From An Awakened Eye

Saturday, June 25, 2011

He is Faithful

   Today marks one year that we saw the two pink lines that told us we were going to be parents. No one could have ever prepared me for this journey. It has been exciting, invigortaing, exhausting, amazing, and the list goes on of the emotions that have entailed the journey. I am forever greatful for God's graceous hand in our lives and in giving us life in the for of our son, Eli.
 Sweet boy you will never know how much mommy & daddy wanted you.  You are so much joy, you have restored my laughter and permanent smile on my face. I am forever greateful to your Creator for you.

So happy I have been able to experience two pink lines and all the joys hidden behind them!  Who knew that 1 year to the day of finding out we would be celebrating Eli's 4th month of life with us!  I am in awe and know the full meaning of "my cup runneth over".
★ ★ ★ ★ ★
TASK 1: In the blog post about Eli, what milestone was being celebrated on the day marking one year since the two pink lines?
TASK 2: Continue the blog post about Eli past its final sentence.

Stored records
★ ★ ★ ★ ★
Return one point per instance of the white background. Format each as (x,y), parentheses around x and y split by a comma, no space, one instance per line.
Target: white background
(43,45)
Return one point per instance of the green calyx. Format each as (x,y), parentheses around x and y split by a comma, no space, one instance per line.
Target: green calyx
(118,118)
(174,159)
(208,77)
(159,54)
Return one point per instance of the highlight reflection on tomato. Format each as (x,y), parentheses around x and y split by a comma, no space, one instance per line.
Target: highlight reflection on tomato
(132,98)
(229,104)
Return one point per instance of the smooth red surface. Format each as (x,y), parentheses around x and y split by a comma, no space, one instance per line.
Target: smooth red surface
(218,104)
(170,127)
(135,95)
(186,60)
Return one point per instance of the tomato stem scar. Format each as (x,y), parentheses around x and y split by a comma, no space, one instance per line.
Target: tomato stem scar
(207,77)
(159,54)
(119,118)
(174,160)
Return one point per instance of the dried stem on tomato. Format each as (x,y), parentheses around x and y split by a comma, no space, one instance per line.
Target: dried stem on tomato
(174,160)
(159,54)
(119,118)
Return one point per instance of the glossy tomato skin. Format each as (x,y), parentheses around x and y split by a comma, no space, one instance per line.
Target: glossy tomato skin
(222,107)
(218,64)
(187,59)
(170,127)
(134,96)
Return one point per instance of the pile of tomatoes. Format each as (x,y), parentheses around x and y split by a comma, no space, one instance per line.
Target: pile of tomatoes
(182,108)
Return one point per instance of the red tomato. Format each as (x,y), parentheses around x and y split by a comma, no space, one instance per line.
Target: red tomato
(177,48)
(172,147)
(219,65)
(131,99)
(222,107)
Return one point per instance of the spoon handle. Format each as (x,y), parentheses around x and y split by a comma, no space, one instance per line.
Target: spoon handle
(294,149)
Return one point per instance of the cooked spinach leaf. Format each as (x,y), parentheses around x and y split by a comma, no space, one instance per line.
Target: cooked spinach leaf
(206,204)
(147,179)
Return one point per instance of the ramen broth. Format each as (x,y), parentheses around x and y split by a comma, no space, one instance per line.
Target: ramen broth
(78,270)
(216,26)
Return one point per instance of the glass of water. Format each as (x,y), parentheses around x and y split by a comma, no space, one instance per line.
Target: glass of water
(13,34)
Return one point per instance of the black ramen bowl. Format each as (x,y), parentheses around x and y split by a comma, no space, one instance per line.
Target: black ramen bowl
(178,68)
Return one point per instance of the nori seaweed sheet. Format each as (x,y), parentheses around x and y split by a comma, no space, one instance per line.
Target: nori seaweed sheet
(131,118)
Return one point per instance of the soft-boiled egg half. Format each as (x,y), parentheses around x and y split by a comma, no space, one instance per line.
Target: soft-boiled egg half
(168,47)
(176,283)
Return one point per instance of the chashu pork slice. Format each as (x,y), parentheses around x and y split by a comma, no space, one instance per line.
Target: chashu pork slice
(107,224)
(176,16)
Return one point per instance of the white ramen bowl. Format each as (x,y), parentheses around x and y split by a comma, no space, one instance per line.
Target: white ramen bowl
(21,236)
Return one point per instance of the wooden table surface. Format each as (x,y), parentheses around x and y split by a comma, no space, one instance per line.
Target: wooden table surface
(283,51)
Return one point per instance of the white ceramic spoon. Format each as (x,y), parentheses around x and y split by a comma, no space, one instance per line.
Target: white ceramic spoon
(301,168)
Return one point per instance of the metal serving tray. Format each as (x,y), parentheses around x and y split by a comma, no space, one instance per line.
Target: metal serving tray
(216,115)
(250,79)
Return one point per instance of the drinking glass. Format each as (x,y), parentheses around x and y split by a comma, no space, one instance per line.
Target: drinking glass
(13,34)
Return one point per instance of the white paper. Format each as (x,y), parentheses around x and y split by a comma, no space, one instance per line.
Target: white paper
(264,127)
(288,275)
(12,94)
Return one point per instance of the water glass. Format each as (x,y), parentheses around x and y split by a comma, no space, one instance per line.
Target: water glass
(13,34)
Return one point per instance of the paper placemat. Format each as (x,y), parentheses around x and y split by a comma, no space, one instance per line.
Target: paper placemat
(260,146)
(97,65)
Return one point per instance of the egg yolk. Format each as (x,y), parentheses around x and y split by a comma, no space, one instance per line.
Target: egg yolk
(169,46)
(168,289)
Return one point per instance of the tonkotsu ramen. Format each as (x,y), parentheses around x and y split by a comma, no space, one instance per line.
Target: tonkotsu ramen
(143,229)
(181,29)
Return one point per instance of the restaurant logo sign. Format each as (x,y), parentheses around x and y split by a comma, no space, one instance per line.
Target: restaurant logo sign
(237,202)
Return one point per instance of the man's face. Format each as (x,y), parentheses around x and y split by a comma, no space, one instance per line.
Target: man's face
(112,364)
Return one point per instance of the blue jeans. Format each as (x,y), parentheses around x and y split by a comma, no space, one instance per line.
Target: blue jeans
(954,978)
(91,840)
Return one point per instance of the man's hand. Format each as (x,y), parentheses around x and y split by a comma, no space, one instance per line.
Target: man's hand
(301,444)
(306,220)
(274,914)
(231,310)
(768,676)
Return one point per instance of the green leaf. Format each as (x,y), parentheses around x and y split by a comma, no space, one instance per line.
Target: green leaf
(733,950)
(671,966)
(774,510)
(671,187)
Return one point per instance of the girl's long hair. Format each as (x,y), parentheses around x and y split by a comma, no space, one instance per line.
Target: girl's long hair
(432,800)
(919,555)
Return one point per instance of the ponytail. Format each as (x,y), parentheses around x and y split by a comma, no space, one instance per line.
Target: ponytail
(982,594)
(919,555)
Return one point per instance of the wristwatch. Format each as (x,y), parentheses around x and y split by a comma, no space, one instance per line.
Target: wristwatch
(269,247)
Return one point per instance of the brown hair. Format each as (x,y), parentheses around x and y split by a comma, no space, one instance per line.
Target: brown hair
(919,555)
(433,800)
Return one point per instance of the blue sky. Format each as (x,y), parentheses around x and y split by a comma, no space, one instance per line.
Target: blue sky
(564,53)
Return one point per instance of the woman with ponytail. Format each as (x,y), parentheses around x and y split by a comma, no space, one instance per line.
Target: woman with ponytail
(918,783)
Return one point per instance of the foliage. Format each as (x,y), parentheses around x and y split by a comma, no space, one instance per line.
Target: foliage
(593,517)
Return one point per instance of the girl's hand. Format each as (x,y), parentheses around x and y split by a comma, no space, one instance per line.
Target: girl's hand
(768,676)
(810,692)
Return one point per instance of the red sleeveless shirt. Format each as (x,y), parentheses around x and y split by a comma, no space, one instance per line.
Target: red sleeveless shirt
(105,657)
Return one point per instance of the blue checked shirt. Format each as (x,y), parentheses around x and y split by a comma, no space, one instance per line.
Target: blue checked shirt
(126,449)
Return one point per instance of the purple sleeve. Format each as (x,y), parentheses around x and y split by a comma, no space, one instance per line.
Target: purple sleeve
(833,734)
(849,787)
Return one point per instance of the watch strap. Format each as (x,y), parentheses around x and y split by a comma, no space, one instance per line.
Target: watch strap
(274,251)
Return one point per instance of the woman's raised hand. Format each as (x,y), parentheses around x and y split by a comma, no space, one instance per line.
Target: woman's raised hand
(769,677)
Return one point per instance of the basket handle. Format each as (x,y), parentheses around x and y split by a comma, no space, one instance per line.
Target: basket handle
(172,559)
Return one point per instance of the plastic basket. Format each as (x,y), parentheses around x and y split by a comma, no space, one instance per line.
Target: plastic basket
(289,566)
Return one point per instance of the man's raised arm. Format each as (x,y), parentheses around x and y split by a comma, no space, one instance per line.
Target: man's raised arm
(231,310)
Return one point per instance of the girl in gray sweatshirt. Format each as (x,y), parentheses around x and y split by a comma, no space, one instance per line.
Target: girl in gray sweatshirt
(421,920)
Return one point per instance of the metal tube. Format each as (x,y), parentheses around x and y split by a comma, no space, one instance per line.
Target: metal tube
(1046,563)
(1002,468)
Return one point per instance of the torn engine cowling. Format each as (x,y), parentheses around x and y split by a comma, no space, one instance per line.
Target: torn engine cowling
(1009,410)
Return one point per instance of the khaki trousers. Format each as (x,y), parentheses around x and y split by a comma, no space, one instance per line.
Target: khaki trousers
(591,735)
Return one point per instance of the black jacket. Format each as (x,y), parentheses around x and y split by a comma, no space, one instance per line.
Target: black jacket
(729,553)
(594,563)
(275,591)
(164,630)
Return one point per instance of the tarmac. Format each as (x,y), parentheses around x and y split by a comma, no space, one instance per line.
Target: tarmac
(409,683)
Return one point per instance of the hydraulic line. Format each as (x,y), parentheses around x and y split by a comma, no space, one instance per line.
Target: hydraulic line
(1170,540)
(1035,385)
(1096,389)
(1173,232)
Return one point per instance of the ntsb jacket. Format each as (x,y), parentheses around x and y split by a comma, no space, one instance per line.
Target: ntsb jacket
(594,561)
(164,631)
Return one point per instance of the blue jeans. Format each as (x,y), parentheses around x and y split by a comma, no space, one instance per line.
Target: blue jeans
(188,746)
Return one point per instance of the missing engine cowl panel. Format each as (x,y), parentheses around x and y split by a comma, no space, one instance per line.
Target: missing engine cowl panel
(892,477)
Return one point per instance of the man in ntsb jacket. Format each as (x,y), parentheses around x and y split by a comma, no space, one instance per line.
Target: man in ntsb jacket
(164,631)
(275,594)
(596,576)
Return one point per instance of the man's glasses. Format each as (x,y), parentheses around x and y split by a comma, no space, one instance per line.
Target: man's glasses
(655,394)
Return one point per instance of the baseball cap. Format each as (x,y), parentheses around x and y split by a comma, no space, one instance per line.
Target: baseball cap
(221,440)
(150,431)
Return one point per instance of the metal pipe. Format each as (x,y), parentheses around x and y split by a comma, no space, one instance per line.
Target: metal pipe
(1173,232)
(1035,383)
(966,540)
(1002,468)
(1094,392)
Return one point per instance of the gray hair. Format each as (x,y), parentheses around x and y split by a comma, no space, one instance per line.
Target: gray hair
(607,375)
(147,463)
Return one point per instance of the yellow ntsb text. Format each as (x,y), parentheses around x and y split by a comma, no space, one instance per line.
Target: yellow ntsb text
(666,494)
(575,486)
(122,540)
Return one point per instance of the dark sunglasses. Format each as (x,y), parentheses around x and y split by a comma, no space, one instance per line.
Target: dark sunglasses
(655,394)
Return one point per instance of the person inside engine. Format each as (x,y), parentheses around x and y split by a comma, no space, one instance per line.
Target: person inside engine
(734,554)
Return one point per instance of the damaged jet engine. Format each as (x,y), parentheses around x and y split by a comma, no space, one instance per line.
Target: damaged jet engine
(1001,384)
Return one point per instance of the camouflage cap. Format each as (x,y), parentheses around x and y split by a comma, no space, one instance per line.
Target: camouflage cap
★ ★ ★ ★ ★
RESPONSE AREA 1: Eli's 4th month of life.

RESPONSE AREA 2:
EWO,
Jenny H

Friday, June 24, 2011

4 months already and Random "H" happenings

I knew time would fly and especially when I went back to work. Eli is growing and doing new things every day. He knows his mommy and just looks at me and melts as I do in return. I am loving being his mommy and I soak up every moment I can.

Speaking of moments, we are going to the OBX next week and I am so excited. I have bought this little bug every thing SPF covered and I am hoping to make the most out of this trip with a 4 month old. I know it probably won't be fun and I am expecting some sleepless nights and days of just lounging around the house. Is it bad that I hope it rains one day, just one ;)  

We are still house hunting... not sure where we will end up. I know it's all in God's hands and we are eager to find the perfect house or piece of land. I am excited and exhausted all in one breath. The move has spent me for a whirlwind. I made J promise to NEVER make me move an entire house in a weekend with a new baby. He told me to never let him move again without hiring movers! lol 

Date night.... where are you .... I have missed you so.... You are coming back to us this friday and I can't wait!  

Hope you all are having a great week and it's almost the weekend!

EWO,
Jenny H

Monday, June 13, 2011

Full circle...two week wait....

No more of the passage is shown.